Start

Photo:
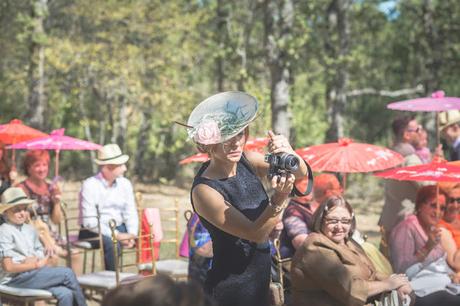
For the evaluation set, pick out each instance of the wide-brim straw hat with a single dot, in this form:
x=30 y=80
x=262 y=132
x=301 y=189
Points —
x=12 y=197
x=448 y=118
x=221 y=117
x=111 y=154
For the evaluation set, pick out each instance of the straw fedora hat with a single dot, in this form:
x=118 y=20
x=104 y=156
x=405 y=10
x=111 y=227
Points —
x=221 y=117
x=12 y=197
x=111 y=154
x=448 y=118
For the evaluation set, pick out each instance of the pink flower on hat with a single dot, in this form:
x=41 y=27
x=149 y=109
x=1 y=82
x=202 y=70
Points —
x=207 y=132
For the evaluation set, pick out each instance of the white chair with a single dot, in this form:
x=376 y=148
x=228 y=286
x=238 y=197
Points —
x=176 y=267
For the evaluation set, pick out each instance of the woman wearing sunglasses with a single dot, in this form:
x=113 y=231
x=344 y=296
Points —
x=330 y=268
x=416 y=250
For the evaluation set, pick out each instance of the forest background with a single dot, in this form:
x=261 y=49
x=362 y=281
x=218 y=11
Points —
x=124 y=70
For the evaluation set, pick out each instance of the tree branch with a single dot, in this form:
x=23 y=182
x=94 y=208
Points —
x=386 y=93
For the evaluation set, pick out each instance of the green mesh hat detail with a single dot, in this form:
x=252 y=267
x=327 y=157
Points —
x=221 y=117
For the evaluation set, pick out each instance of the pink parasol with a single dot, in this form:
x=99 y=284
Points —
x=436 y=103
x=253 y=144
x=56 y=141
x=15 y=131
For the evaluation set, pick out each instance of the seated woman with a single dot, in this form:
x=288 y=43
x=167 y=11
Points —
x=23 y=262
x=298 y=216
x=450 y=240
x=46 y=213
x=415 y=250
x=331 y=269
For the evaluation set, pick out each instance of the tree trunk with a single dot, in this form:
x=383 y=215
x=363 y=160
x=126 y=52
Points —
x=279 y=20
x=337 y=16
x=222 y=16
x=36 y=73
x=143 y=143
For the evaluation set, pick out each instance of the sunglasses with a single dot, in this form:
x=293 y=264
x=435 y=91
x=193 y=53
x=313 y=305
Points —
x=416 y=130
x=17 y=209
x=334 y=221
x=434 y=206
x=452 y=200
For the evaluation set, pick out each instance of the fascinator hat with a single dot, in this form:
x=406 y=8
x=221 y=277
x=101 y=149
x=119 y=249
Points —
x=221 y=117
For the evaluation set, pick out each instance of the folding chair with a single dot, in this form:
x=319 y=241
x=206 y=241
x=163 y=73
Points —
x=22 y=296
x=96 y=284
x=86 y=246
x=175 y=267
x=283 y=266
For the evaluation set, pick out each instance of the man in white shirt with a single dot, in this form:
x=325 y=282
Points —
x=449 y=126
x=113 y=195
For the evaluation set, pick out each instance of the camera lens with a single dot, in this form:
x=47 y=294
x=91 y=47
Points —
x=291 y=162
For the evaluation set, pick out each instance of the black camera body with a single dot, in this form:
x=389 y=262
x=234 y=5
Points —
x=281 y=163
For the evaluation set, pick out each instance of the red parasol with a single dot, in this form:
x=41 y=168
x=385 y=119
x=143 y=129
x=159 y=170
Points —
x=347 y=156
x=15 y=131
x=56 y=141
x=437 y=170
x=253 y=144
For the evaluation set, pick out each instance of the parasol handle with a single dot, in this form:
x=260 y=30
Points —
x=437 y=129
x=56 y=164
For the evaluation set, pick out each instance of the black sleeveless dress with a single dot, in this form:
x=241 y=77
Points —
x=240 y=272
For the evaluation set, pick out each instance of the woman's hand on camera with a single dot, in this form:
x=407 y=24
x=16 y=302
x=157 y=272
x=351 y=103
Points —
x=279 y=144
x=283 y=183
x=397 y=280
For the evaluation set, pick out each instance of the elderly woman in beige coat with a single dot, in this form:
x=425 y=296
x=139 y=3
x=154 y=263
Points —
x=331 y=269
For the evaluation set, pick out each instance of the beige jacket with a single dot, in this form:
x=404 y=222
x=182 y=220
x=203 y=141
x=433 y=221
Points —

End

▶ _STATED GOAL_: Copy out, word for word, the lines of the records from the line with "For the evaluation set, pick out each instance of the folding" to the line with "x=291 y=162", including both of those lines.

▶ _ANSWER FOR THE TASK_:
For the evaluation set, pick out each instance of the folding chair with a single dot, in this form:
x=319 y=241
x=206 y=241
x=163 y=73
Points —
x=22 y=296
x=96 y=284
x=86 y=246
x=175 y=267
x=283 y=266
For the evaluation set, pick out each instance of the man in white shirt with a single dot, in this form:
x=325 y=282
Points —
x=449 y=126
x=113 y=195
For the evaluation set, pick out each instance of the camera lens with a single dot, in this form:
x=47 y=294
x=91 y=47
Points —
x=291 y=162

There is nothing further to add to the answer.